= Required task =
Give the material, from its first line up to and including the line with "pixel 222 177", as a Markdown table with the columns Row and Line, one numbered row per line, skipping blank lines.

= Records to process =
--

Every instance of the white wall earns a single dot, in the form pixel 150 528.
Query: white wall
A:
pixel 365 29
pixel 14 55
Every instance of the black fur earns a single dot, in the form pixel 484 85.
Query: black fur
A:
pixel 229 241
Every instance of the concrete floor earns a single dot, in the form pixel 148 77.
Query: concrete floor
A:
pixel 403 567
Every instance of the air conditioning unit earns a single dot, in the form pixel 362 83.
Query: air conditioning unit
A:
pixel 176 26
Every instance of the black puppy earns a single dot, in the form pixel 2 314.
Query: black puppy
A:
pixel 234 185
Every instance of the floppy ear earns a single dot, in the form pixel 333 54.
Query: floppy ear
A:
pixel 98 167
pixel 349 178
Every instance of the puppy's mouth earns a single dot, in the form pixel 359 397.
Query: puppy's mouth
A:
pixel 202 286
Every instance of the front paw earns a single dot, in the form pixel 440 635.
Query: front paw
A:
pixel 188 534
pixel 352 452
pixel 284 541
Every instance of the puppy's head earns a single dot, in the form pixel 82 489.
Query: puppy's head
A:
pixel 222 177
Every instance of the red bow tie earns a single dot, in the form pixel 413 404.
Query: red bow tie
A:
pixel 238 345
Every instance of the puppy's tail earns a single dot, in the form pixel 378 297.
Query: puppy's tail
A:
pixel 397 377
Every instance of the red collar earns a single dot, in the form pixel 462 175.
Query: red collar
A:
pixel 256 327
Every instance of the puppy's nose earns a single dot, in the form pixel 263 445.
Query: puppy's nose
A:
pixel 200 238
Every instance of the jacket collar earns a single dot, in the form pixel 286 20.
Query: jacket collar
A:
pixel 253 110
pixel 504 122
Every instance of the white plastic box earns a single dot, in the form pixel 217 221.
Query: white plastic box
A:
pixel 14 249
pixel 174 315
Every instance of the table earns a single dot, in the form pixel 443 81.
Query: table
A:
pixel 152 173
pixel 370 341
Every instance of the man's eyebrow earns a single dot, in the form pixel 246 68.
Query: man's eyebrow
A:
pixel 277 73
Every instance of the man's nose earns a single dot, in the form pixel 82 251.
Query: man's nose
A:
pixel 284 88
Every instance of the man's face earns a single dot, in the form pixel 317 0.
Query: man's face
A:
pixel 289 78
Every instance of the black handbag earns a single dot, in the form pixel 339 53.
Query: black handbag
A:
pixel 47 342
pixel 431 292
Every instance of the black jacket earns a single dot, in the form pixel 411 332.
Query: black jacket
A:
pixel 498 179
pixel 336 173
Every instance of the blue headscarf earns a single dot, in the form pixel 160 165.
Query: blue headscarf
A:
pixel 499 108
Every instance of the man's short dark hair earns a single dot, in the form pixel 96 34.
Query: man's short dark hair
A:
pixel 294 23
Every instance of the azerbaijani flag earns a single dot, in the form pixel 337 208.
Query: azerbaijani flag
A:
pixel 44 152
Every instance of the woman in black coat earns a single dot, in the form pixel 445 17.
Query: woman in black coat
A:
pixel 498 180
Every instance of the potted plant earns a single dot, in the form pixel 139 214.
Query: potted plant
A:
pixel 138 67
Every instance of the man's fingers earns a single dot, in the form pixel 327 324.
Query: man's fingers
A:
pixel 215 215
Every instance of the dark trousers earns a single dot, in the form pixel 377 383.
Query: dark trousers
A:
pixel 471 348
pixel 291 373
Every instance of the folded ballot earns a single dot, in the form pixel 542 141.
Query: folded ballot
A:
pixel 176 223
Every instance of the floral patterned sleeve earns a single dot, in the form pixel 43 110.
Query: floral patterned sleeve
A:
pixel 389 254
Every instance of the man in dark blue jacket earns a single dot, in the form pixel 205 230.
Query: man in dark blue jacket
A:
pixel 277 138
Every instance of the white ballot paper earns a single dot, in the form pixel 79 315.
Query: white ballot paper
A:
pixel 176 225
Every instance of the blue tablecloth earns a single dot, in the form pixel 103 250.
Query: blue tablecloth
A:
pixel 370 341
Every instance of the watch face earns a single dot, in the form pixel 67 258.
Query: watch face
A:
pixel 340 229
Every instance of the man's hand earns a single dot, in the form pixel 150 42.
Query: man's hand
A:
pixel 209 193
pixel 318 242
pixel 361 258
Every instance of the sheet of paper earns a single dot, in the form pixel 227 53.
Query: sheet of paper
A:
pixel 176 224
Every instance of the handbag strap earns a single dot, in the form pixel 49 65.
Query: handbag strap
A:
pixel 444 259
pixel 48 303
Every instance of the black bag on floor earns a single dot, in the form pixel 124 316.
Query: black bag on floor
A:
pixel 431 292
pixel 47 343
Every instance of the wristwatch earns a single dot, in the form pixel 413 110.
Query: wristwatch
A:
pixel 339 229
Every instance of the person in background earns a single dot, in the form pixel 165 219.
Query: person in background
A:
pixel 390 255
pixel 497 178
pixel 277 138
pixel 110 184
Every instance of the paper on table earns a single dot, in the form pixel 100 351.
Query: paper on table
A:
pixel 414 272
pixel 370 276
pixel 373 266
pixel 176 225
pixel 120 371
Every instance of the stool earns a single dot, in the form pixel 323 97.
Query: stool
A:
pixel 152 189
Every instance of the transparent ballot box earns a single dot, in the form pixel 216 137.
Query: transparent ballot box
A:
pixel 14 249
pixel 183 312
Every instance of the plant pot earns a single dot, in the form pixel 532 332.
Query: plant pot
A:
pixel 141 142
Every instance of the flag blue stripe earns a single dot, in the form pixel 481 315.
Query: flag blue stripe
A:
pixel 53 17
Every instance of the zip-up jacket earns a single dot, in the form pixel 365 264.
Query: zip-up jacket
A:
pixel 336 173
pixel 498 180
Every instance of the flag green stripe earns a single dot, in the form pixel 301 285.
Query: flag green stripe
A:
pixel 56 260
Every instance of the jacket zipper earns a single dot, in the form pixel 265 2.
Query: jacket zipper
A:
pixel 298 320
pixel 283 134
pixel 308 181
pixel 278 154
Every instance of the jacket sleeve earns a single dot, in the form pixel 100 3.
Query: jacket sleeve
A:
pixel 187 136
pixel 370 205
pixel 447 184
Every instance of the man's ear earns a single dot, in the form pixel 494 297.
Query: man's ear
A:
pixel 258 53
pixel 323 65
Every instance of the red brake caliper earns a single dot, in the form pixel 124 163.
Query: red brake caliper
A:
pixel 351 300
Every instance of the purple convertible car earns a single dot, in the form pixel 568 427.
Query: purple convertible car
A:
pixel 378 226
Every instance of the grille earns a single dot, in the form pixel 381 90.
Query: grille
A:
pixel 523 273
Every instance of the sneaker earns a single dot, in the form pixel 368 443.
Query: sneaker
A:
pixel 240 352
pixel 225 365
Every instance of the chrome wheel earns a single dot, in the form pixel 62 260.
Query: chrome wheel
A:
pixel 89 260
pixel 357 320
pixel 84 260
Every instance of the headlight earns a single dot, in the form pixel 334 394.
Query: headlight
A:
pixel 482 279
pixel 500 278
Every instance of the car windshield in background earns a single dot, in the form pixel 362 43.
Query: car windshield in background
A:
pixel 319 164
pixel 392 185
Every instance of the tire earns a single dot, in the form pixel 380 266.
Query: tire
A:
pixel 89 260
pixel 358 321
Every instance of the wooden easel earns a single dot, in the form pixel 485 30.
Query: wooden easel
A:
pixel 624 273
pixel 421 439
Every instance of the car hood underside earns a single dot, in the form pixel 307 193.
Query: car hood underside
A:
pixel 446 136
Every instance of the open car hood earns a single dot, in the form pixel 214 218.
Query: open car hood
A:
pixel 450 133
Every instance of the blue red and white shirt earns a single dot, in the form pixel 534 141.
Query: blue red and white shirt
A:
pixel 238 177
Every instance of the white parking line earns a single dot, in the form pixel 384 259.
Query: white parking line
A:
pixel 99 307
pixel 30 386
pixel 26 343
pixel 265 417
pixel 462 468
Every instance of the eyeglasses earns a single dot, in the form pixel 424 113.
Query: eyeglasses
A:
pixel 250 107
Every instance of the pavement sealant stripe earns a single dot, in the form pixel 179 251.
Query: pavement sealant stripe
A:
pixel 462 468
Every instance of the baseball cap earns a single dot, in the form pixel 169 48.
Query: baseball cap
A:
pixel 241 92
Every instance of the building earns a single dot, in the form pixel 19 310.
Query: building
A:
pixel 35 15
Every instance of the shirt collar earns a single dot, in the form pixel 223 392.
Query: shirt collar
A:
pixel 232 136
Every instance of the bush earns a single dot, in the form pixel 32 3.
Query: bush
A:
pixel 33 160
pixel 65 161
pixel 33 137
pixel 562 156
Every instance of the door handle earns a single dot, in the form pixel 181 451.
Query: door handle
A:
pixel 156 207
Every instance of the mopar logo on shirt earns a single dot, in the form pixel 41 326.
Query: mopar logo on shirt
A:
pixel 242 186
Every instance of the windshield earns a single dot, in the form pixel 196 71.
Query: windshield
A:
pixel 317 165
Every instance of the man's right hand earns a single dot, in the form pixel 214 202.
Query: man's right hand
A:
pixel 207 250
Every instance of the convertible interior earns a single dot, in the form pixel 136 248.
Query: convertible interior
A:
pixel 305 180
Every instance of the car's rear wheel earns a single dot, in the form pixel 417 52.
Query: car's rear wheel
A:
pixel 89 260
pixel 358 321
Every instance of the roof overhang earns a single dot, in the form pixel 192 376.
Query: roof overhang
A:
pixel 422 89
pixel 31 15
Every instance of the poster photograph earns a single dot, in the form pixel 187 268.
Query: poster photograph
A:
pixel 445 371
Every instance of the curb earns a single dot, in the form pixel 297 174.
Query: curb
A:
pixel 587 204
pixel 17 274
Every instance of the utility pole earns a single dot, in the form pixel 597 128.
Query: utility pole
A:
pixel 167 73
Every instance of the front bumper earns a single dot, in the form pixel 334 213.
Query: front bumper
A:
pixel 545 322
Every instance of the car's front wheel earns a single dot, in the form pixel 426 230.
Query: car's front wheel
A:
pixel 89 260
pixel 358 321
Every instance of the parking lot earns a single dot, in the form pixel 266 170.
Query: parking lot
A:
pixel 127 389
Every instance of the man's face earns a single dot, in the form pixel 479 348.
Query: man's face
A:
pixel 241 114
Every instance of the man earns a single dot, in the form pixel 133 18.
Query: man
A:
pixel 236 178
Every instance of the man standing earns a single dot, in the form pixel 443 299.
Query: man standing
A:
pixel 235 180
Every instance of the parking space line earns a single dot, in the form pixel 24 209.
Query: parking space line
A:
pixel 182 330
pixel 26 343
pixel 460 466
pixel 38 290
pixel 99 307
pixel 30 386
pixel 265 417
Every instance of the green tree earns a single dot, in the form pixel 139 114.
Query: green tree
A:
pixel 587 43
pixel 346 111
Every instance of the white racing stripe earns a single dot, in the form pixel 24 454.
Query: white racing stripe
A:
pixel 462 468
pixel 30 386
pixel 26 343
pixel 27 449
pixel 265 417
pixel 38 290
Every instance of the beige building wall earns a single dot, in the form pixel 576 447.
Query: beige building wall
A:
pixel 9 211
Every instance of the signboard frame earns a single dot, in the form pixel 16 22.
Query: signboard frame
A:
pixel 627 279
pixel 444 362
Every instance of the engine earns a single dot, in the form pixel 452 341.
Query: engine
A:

--

= Result for this exercise =
| Row | Line |
|---|---|
| 1 | Every instance of the white wall earns a single dot, in the form pixel 150 528. |
| 2 | Query: white wall |
| 3 | A: |
| 4 | pixel 365 29 |
| 5 | pixel 14 55 |
| 6 | Every instance of the black fur earns a single dot, in the form pixel 484 85. |
| 7 | Query: black fur |
| 8 | A: |
| 9 | pixel 229 241 |
| 10 | Every instance of the concrete floor earns a single dot, in the form pixel 148 77. |
| 11 | Query: concrete floor |
| 12 | A: |
| 13 | pixel 403 567 |
| 14 | Every instance of the air conditioning unit earns a single dot, in the form pixel 362 83. |
| 15 | Query: air conditioning unit |
| 16 | A: |
| 17 | pixel 176 26 |
| 18 | Every instance of the black puppy earns a single dot, in the form pixel 2 314. |
| 19 | Query: black puppy |
| 20 | A: |
| 21 | pixel 234 185 |
| 22 | Every instance of the floppy ear earns a single dot, in the form pixel 333 54. |
| 23 | Query: floppy ear |
| 24 | A: |
| 25 | pixel 98 167 |
| 26 | pixel 349 178 |
| 27 | Every instance of the puppy's mouth earns a single dot, in the form pixel 359 397. |
| 28 | Query: puppy's mouth |
| 29 | A: |
| 30 | pixel 202 286 |
| 31 | Every instance of the front paw earns a single dot, in the form pixel 440 635. |
| 32 | Query: front paw |
| 33 | A: |
| 34 | pixel 188 534 |
| 35 | pixel 352 452 |
| 36 | pixel 284 541 |
| 37 | Every instance of the puppy's head earns a single dot, in the form pixel 82 489. |
| 38 | Query: puppy's head |
| 39 | A: |
| 40 | pixel 222 177 |